Rows from a pointing dataset:

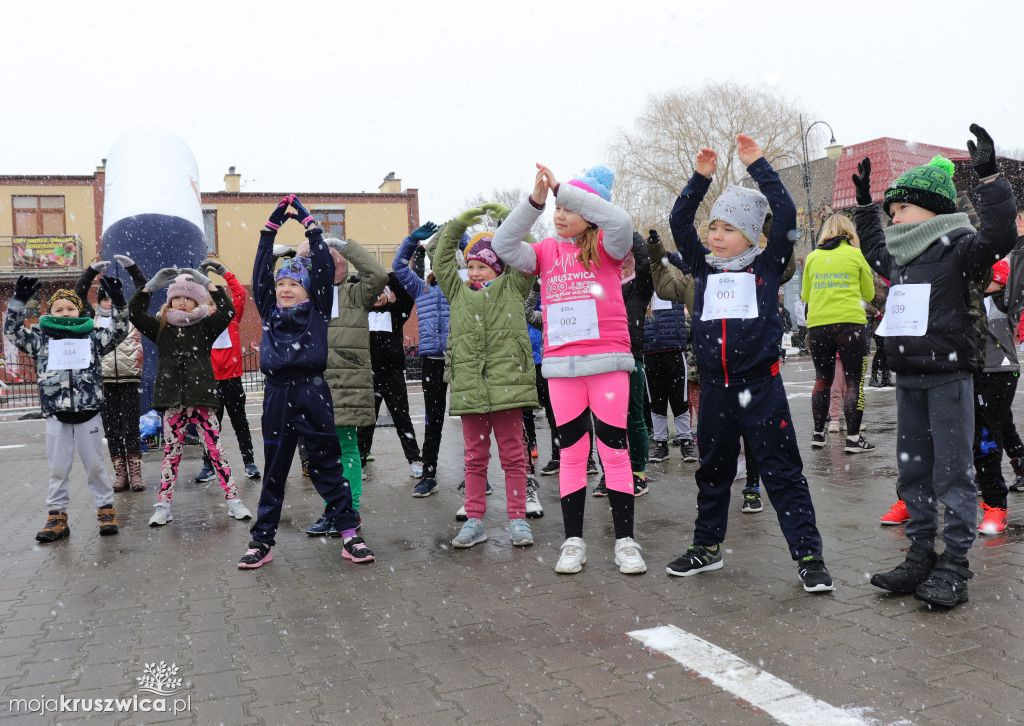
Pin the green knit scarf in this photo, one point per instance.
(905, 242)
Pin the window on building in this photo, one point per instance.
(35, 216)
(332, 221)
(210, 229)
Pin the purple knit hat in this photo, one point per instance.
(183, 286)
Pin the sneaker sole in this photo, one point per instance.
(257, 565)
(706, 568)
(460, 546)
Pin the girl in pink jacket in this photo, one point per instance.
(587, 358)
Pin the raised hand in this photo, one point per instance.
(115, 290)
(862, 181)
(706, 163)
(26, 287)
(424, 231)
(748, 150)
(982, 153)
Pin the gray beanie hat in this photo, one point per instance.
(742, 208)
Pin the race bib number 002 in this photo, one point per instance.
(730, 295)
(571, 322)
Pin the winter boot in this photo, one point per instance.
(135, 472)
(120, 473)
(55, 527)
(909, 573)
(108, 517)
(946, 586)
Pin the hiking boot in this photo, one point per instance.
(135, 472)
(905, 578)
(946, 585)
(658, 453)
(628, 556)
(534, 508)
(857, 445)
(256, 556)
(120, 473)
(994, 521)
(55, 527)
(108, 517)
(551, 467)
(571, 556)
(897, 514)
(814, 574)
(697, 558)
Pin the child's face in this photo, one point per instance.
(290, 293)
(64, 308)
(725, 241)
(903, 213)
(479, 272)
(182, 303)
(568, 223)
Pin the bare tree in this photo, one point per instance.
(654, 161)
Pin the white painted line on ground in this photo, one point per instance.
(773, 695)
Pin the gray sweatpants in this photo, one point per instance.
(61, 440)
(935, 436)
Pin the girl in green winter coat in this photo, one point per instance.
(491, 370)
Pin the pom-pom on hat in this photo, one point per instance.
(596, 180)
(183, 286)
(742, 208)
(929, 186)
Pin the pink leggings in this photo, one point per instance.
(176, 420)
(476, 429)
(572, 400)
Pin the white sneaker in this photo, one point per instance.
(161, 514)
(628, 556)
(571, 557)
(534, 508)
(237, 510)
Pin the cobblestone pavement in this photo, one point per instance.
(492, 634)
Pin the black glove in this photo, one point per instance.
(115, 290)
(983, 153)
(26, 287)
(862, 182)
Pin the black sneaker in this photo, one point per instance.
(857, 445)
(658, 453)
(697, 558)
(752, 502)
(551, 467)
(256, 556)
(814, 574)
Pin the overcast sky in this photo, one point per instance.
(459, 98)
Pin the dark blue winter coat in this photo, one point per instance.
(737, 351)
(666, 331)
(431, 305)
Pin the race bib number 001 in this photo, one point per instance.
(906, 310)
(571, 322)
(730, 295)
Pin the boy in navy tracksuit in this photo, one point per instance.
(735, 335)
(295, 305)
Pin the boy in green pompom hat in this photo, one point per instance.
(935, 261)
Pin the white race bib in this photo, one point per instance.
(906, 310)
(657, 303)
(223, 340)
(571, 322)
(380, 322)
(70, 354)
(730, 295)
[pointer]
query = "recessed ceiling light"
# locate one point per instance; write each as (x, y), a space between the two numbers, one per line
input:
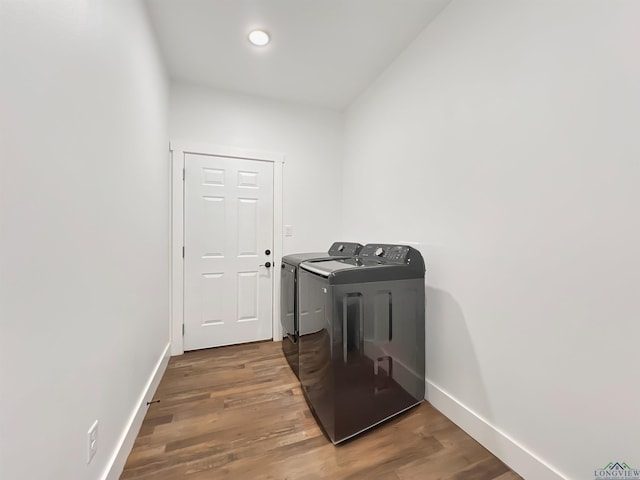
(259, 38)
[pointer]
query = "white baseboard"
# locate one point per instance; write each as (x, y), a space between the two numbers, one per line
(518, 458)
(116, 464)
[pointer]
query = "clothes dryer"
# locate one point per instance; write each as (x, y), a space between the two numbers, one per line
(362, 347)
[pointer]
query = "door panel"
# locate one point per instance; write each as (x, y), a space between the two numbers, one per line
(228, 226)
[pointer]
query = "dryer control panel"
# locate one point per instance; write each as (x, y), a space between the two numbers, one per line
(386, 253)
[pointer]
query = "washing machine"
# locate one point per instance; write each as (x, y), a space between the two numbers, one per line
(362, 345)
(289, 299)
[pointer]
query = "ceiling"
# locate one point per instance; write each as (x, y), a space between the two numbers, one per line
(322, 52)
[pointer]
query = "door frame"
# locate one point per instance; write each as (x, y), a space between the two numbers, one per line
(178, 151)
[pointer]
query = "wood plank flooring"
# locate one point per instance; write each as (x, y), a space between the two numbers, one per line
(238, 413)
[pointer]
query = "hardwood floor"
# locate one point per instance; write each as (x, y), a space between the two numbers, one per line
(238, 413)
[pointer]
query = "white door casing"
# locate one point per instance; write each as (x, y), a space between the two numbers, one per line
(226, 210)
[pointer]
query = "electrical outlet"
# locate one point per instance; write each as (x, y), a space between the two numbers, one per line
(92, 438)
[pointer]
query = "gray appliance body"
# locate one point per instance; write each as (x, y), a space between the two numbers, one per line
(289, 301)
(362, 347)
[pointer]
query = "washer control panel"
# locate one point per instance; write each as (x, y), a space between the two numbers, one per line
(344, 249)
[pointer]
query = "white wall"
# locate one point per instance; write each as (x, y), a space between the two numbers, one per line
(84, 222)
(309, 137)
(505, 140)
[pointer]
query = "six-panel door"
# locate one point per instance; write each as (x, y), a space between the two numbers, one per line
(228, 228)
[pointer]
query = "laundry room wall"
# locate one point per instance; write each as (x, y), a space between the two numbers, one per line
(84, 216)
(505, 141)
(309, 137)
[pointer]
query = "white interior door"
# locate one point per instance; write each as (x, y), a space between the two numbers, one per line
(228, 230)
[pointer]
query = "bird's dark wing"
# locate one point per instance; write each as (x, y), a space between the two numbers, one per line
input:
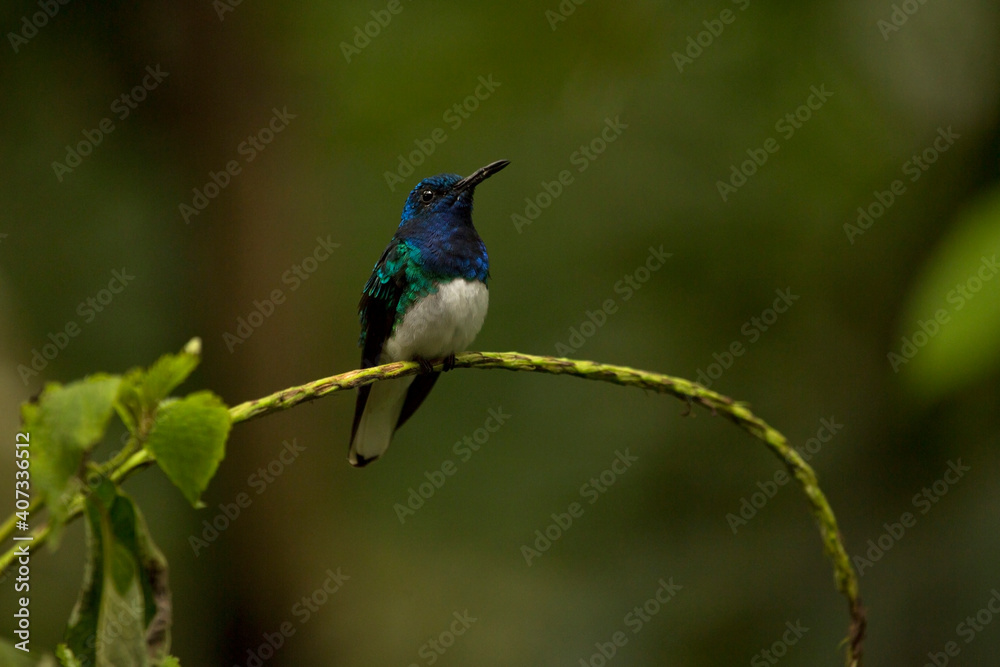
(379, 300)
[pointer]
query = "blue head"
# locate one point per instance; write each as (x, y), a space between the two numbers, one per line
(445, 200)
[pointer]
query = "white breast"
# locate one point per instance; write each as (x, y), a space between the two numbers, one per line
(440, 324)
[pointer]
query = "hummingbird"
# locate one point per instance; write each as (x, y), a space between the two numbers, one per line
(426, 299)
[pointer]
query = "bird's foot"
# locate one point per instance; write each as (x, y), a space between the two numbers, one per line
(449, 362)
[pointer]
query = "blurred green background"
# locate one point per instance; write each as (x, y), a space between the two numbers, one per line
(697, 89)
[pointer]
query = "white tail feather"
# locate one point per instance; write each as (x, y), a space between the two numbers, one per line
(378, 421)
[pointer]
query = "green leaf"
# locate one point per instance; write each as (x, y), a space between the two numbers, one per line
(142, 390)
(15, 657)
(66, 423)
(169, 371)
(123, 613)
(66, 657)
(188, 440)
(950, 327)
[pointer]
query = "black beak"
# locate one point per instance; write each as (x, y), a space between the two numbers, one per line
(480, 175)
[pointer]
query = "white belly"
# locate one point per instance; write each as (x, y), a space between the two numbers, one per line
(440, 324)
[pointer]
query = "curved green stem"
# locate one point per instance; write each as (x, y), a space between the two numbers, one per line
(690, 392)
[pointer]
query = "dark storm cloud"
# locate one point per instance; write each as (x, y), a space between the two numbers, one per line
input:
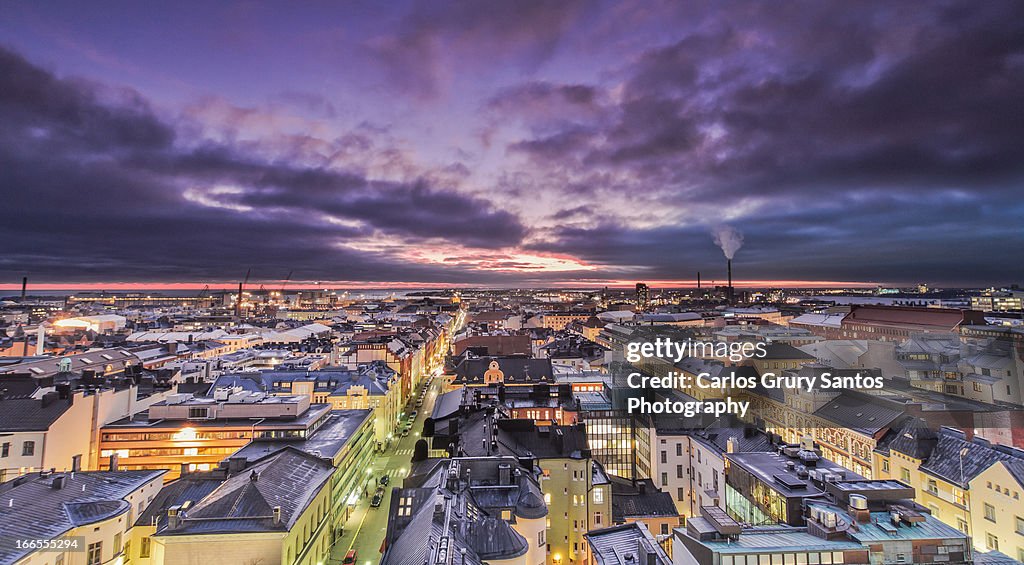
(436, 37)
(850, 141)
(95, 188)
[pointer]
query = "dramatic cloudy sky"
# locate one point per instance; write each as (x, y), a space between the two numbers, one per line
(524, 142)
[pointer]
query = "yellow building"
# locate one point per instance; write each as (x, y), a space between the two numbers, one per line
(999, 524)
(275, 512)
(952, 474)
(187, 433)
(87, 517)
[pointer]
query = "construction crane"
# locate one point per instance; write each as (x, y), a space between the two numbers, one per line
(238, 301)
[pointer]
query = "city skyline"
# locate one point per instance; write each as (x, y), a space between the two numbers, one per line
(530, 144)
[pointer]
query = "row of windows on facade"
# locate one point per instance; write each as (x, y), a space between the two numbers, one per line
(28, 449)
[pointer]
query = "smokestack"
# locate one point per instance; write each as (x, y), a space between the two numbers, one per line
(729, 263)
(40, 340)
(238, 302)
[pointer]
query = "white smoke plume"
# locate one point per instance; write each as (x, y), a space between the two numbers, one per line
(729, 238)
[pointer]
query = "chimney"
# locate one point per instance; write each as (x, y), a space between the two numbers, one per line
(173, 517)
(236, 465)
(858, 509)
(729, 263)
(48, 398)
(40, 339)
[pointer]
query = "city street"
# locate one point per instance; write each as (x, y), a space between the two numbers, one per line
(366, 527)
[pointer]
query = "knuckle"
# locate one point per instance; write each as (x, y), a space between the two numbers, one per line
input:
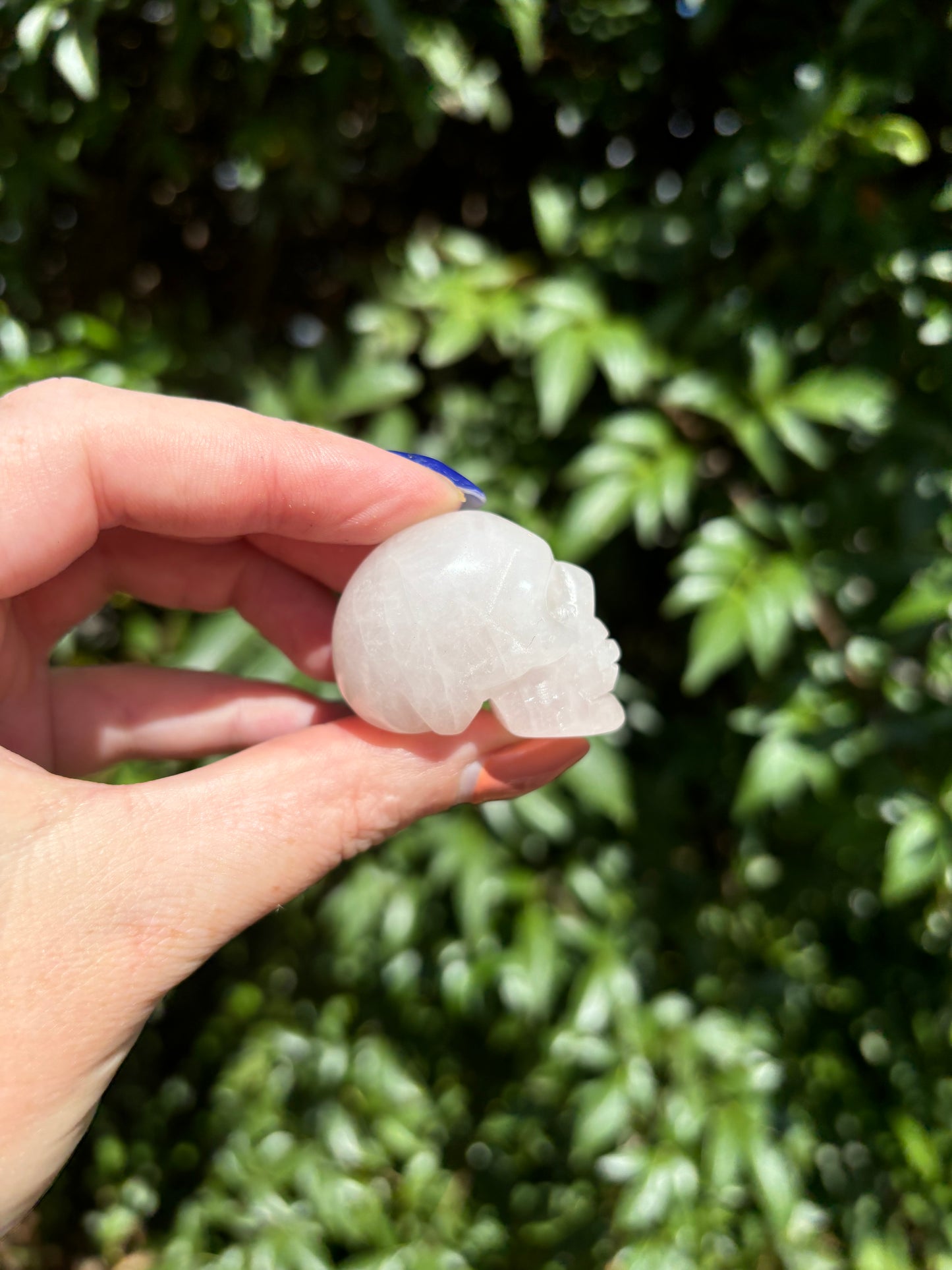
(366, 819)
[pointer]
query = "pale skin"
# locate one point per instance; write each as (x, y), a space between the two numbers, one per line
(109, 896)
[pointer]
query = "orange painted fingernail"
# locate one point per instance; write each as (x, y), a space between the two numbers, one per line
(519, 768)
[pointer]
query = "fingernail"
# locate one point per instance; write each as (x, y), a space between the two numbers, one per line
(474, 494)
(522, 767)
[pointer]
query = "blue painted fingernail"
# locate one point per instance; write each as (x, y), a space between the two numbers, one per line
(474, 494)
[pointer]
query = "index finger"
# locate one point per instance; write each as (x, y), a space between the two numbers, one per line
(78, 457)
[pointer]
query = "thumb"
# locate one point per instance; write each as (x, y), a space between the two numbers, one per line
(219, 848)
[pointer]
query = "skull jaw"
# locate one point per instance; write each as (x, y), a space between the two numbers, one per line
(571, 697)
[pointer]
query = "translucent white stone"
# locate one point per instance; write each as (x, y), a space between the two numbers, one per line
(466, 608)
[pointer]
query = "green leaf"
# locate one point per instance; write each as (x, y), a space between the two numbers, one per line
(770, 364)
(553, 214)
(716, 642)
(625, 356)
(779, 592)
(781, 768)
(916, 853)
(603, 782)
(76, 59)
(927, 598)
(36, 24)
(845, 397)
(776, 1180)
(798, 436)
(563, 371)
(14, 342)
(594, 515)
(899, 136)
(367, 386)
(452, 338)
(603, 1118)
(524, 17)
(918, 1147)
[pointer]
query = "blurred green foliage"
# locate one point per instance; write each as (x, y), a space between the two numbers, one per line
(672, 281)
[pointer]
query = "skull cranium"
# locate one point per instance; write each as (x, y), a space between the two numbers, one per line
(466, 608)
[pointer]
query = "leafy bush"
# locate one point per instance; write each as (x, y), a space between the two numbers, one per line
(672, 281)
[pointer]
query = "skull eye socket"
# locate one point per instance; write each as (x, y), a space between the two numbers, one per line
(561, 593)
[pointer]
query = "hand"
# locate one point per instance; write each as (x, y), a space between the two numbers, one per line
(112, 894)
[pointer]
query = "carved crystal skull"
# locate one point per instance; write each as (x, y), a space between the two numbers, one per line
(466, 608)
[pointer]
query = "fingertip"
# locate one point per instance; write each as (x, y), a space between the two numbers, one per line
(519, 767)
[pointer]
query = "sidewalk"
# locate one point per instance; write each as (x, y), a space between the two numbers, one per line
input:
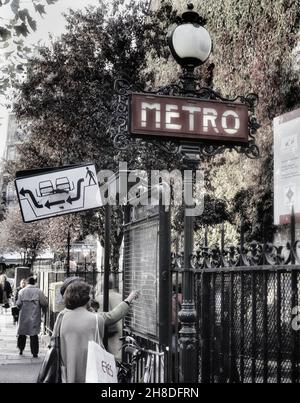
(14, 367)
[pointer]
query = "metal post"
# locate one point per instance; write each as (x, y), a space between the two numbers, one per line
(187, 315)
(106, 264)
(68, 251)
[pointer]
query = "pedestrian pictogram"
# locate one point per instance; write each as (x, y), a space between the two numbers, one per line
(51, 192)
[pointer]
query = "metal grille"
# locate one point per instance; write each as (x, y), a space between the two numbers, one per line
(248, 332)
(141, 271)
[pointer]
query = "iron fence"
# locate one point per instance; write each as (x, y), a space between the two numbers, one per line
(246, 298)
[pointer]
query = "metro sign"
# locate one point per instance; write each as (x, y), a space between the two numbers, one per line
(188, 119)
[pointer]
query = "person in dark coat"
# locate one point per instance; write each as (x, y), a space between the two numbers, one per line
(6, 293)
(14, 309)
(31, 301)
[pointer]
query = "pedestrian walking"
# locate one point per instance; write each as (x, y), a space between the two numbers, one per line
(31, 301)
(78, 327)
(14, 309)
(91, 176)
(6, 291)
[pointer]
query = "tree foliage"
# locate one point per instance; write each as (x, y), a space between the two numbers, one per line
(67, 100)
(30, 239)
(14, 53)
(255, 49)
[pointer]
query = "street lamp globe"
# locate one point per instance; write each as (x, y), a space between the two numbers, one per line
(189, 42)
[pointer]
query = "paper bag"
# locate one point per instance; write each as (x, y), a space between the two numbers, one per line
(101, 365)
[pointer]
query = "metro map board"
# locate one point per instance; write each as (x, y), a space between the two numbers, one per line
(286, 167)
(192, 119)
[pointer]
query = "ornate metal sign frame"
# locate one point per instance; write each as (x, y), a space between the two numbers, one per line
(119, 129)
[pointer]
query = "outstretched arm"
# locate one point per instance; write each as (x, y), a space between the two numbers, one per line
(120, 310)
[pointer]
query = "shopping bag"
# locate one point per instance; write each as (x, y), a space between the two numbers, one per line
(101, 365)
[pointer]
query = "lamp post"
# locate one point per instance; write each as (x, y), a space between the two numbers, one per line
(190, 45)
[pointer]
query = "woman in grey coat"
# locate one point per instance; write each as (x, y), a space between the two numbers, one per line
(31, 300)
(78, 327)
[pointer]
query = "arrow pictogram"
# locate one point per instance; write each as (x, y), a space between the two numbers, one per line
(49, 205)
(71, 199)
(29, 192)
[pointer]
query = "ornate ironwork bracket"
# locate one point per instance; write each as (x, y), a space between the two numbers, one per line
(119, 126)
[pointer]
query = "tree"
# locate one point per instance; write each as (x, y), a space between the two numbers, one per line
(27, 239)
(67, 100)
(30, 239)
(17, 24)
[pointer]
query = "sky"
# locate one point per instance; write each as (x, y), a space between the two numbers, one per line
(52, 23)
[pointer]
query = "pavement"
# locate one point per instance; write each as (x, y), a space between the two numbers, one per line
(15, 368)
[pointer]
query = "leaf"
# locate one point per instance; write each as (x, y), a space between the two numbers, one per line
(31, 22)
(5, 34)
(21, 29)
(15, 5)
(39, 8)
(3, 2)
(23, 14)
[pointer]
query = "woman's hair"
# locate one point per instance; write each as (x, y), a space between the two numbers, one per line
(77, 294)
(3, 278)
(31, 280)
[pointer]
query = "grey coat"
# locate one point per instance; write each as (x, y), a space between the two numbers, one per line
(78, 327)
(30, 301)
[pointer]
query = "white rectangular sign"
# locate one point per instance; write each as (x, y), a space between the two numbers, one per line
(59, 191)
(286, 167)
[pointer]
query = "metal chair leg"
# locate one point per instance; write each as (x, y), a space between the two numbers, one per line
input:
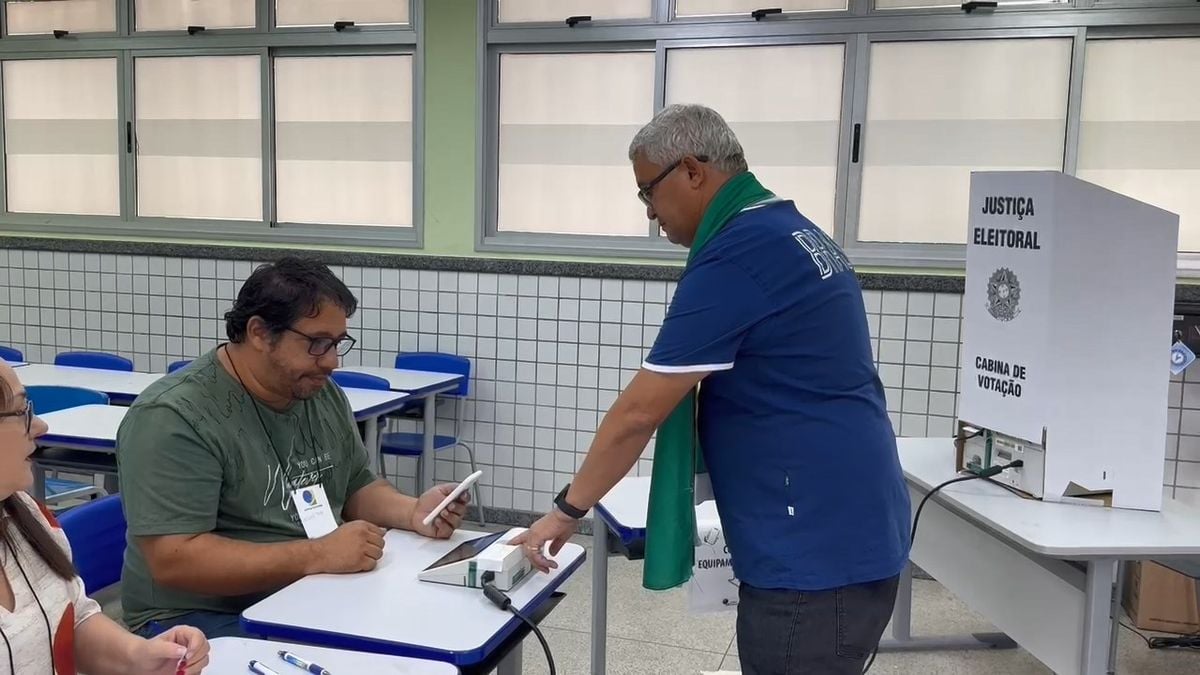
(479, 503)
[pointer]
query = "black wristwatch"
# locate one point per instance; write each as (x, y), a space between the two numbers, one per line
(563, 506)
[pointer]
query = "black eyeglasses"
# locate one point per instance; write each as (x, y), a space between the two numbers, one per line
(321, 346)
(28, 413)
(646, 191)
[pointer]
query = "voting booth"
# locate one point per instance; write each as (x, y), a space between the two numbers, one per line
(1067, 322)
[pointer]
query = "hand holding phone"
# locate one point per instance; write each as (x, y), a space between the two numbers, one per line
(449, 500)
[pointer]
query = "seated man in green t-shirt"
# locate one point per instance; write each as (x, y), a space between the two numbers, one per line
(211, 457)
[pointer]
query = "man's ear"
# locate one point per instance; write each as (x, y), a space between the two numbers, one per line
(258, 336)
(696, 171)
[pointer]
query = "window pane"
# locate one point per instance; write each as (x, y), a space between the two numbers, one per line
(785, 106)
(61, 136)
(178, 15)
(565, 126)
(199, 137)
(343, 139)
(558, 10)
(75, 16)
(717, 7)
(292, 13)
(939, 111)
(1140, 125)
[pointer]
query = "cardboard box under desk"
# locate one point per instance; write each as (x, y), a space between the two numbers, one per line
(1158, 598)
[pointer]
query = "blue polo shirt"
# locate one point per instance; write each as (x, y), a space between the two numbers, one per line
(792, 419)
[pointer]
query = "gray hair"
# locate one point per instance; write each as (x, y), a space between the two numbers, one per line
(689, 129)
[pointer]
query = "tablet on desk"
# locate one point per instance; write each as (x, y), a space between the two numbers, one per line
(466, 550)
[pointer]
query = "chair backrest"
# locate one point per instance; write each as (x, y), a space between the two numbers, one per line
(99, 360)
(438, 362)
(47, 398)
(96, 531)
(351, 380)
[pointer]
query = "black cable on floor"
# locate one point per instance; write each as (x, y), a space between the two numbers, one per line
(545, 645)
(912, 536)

THE TASK
List every line of the material that contains the string "sign". Treat uppercase and lowercase letters as distinct.

RESPONSE TO THE EXERCISE
query = "metro sign"
query = "ornate metal sign frame"
query = "white rectangular sign"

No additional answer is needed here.